---------- Listed records ----------
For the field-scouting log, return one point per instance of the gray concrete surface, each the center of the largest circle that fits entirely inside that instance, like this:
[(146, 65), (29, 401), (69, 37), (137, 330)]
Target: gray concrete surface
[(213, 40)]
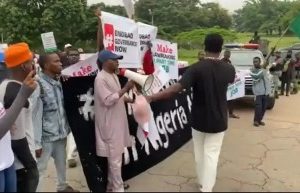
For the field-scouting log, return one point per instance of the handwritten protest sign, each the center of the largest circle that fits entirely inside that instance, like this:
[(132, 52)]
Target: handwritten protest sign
[(165, 55), (237, 89), (121, 37)]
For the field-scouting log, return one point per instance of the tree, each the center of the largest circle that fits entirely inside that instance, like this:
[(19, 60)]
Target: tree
[(175, 16), (261, 15)]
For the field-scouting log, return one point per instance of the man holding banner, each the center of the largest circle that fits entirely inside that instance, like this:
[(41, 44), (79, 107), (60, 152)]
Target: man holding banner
[(209, 79), (226, 59), (111, 124)]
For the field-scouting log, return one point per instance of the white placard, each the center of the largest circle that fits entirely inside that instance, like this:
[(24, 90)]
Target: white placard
[(161, 78), (82, 68), (146, 33), (49, 42), (165, 54), (237, 89), (121, 37)]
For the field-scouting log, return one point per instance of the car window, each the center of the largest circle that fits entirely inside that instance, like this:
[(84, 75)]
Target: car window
[(244, 58)]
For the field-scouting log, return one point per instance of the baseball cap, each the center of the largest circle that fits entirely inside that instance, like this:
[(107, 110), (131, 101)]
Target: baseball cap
[(68, 45), (105, 55), (17, 54)]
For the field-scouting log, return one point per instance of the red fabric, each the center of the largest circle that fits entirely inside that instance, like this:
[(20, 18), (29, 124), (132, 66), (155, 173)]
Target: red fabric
[(148, 65)]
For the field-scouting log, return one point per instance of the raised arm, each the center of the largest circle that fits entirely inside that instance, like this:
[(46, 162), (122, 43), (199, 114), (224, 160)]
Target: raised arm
[(12, 113), (100, 44)]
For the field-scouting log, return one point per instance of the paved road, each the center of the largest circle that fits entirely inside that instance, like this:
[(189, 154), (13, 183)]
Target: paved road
[(252, 159)]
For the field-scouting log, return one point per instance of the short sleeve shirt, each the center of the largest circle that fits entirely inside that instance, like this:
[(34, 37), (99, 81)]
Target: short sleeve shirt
[(209, 79)]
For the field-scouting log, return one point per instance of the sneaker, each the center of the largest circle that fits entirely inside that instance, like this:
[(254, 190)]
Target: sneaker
[(68, 189), (256, 124), (72, 163), (262, 123)]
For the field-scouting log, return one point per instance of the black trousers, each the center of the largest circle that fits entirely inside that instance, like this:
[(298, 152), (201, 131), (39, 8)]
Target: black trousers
[(286, 80), (27, 179), (260, 107)]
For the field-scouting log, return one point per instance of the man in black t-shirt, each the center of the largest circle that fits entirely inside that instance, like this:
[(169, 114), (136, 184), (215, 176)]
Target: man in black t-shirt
[(226, 59), (209, 79)]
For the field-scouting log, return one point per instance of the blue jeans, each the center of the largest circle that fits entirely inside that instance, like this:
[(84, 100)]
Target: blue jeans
[(56, 150), (8, 180), (261, 103)]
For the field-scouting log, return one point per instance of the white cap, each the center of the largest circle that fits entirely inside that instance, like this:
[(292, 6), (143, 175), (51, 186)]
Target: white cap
[(68, 45)]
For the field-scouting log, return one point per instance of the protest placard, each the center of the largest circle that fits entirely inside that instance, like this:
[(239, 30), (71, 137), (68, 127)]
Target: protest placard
[(49, 42), (161, 78), (82, 68), (146, 33), (165, 55), (121, 37), (237, 89)]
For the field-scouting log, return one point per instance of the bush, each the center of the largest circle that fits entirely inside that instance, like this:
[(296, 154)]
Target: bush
[(195, 39)]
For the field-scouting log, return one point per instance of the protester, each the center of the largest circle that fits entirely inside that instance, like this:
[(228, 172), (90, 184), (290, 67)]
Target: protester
[(52, 137), (295, 74), (73, 57), (8, 179), (226, 59), (148, 65), (209, 79), (261, 90), (297, 65), (201, 55), (19, 61), (287, 73), (111, 124), (276, 71), (80, 50)]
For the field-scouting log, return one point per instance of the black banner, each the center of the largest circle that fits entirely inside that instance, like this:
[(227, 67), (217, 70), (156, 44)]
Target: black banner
[(170, 130)]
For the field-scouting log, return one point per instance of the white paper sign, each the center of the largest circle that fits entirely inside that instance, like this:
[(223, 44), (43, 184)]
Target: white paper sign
[(129, 7), (161, 78), (165, 55), (121, 37), (146, 33), (49, 42), (237, 89), (82, 68)]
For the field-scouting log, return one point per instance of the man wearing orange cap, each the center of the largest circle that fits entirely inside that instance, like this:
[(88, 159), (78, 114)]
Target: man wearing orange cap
[(19, 61)]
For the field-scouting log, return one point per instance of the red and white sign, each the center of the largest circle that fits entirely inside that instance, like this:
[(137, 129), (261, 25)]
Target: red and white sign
[(146, 33), (165, 54), (121, 37), (82, 68)]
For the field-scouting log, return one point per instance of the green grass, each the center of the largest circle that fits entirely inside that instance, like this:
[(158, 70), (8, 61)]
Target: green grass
[(191, 55)]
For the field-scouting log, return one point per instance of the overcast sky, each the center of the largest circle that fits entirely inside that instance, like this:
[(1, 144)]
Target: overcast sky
[(228, 4)]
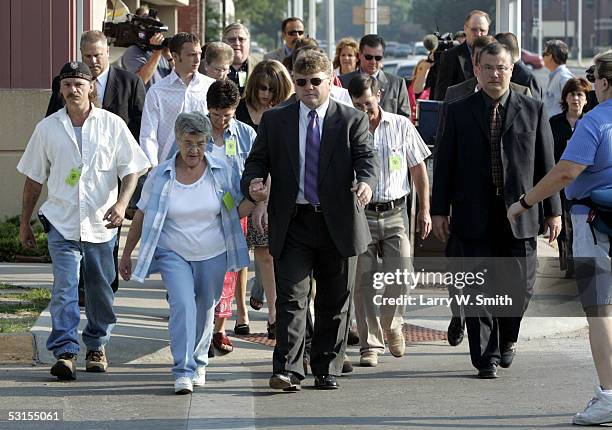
----------
Of the lines above, extract only those from the line with "[(292, 6), (143, 175), (51, 186)]" to the line with "[(239, 30), (71, 137), (68, 127)]", both included, exactly as written.

[(292, 6), (143, 175), (51, 186)]
Target: white cap
[(68, 45)]
For the field-scouting log, return one point per instance of the protest placard, each the center of the largest circle that fits entirely inside that instance, like this:
[(239, 30), (71, 137), (68, 127)]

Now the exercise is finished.